TASK BRIEF
Pull out each line of the data that contains the string "outline", keeping only lines where the letter case matches.

┌─ SOURCE MATERIAL

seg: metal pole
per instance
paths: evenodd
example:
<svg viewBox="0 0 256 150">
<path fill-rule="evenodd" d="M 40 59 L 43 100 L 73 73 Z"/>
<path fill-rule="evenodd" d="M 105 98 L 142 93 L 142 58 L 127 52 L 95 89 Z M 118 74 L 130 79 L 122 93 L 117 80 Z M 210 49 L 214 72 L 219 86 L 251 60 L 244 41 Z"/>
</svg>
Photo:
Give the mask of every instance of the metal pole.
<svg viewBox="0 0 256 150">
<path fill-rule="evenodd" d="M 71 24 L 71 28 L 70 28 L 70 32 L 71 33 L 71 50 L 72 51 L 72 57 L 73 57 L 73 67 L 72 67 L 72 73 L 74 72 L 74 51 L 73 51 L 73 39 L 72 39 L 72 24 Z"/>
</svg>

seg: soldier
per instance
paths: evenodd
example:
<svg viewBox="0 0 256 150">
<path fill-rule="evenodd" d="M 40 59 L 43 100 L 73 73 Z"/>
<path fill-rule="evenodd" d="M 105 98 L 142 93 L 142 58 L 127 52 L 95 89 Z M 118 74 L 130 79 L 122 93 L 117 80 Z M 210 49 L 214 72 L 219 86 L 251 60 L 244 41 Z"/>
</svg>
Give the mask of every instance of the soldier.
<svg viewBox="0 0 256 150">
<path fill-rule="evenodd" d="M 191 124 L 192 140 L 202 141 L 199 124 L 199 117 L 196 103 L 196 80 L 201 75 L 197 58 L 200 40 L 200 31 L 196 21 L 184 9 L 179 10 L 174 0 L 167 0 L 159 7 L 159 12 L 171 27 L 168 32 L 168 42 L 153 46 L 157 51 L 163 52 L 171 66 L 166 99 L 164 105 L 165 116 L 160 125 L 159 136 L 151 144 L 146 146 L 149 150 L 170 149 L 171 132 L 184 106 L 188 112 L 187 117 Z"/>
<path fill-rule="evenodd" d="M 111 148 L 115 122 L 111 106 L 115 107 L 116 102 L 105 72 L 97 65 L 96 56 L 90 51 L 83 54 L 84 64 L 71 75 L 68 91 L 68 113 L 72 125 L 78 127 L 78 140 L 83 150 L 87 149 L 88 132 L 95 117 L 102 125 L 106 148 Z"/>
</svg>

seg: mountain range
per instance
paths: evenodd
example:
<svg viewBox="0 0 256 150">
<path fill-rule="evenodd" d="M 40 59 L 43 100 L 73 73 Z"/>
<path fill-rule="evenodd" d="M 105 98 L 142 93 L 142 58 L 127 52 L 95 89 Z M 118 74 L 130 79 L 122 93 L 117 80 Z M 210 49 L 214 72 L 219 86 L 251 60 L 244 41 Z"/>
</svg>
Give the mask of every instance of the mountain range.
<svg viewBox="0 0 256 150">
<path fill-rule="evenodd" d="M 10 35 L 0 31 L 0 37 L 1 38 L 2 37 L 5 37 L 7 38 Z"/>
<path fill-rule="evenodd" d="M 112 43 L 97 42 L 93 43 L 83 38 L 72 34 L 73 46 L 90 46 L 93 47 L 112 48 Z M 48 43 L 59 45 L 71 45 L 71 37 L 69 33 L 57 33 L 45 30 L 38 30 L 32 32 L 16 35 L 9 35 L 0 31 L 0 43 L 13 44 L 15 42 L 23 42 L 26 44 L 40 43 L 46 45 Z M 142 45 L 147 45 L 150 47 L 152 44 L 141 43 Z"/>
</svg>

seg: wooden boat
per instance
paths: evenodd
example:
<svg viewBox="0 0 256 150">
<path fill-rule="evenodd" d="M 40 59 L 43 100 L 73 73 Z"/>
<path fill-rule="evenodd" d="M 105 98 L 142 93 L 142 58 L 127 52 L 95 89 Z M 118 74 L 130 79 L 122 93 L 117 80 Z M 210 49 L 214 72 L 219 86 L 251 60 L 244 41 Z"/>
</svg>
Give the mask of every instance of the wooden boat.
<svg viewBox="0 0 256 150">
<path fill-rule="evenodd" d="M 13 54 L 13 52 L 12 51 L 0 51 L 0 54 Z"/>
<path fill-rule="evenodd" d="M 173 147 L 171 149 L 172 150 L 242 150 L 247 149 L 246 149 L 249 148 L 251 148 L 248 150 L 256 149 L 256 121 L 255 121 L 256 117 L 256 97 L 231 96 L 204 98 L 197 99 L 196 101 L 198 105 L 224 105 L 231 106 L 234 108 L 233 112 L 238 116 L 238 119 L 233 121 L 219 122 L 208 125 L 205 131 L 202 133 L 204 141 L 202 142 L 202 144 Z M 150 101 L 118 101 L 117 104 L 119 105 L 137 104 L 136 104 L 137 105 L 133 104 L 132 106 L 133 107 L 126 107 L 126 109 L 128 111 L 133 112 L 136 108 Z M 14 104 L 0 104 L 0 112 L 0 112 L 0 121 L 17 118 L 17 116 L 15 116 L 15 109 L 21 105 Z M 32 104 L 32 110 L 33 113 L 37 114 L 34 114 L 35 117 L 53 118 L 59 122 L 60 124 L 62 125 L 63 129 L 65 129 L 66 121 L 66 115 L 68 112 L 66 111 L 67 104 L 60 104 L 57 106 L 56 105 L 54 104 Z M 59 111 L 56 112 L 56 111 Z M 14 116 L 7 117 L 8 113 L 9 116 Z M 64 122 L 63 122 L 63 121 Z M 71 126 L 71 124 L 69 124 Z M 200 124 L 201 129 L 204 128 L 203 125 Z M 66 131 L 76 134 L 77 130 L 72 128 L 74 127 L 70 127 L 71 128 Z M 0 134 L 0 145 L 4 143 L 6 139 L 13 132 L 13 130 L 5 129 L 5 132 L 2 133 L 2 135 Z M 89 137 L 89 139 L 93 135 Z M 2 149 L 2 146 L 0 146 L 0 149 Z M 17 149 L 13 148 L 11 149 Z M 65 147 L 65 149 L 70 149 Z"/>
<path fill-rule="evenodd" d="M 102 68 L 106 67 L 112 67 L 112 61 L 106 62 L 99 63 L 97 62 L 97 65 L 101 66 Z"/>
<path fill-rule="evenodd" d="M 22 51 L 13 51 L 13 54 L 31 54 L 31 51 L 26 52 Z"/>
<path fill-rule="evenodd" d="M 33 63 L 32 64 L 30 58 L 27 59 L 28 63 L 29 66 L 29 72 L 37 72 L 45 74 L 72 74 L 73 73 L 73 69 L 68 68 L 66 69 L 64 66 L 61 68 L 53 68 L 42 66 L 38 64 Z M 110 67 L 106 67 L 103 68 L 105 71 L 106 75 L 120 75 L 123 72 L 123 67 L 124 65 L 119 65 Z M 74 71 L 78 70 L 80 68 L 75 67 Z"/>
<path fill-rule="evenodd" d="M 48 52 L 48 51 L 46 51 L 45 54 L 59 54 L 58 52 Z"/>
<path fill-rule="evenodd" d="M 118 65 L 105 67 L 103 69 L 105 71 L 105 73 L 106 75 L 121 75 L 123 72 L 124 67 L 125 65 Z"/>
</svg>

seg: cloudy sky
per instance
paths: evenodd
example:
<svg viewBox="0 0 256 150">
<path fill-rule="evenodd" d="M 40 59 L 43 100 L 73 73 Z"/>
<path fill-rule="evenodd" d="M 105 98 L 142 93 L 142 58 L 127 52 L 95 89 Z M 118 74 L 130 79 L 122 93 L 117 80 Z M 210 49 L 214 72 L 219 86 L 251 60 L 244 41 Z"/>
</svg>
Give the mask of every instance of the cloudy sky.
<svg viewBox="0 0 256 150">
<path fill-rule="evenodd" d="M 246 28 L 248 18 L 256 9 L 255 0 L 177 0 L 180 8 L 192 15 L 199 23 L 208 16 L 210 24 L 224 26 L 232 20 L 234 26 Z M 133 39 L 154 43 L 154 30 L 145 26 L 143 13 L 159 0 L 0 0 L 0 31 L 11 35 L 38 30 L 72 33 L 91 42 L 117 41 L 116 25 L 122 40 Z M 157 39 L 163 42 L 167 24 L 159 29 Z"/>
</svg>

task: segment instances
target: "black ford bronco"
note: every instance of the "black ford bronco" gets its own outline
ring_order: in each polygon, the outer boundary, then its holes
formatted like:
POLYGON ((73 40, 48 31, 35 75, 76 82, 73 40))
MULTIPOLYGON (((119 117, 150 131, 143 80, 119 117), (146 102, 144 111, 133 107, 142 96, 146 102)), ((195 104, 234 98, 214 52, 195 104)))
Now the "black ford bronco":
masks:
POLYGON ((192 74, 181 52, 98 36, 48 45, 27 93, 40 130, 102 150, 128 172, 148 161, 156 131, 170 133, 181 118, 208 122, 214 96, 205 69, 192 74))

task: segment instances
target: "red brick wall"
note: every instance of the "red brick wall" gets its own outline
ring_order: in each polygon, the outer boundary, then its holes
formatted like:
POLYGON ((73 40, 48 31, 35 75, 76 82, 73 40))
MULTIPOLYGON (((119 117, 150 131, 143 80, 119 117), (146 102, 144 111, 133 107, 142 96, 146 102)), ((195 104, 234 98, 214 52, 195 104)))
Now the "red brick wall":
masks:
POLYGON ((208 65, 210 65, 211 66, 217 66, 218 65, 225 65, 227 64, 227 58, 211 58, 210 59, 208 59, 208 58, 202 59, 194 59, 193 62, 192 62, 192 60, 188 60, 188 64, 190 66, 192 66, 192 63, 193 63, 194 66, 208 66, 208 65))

└─

SOLUTION FOR THIS PROBLEM
note: every instance of the "black ford bronco" gets its own outline
note: every instance of the "red brick wall" gets its own outline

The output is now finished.